» FRAGMENTO DEL TEXTO:
§

14 de mayo de 2011

Todo lo que sé es que yo no soy marxista


Si ha existido un hombre que ha despertado pasiones contrapuestas, ése es Carlos Marx. Con un carácter indomable, polemista brillante, orador carismático, atractivo para cualquier ser pensante. El Prometeo de Tréveris devino Dios de la verdad en una gran parte, o el Diablo Rojo, en otra. No fue -ni es- un Dios o un Diablo. El mismo sería el primero en exigir -de poder hacerlo- que su vida y obra estuvieran situadas en el escalón más alto del planeta: en el de un ser humano con sus virtudes y sus defectos.

Lenin afirmó alguna vez que el marxismo es exacto porque es dialéctico. La frase es un ejemplo clásico de contradicción aparente y, sin embargo, es en sí misma de una coherencia admirable: la exactitud de la dialéctica radica en la propia dialéctica, sujeta a cambios, evoluciones y a un desarrollo perpetuo. Pero, en detrimento de El Moro, no todos sus estudiosos se llaman -ni son- Lenin.

§

» MATERIAL PROPORCIONADO:
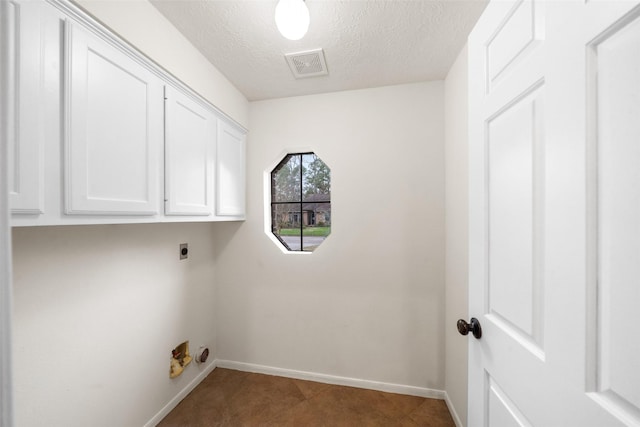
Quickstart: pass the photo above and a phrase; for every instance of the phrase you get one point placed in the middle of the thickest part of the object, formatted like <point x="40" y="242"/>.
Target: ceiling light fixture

§

» EJERCICIOS:
a) Conteste las siguientes preguntas según el fragmento sobre Marx:
(i) ¿Con qué sobrenombre vinculado a una ciudad se designa a Marx?
(ii) ¿Qué afirmó Lenin sobre el marxismo?
(iii) ¿En qué radica la exactitud de la dialéctica?
b) Enumere todos los rasgos de Marx que recoge la oración del fragmento sobre Marx que comienza con "Con un carácter indomable".
El material no guarda relación alguna con el fragmento del texto.

» SOLUCIONES PROPUESTAS:
a)
(i) El Prometeo de Tréveris.
(ii) Que el marxismo es exacto porque es dialéctico.
(iii) En la propia dialéctica, sujeta a cambios, evoluciones y a un desarrollo perpetuo.

b)
- Carácter indomable
- Polemista brillante
- Orador carismático
- Atractivo para cualquier ser pensante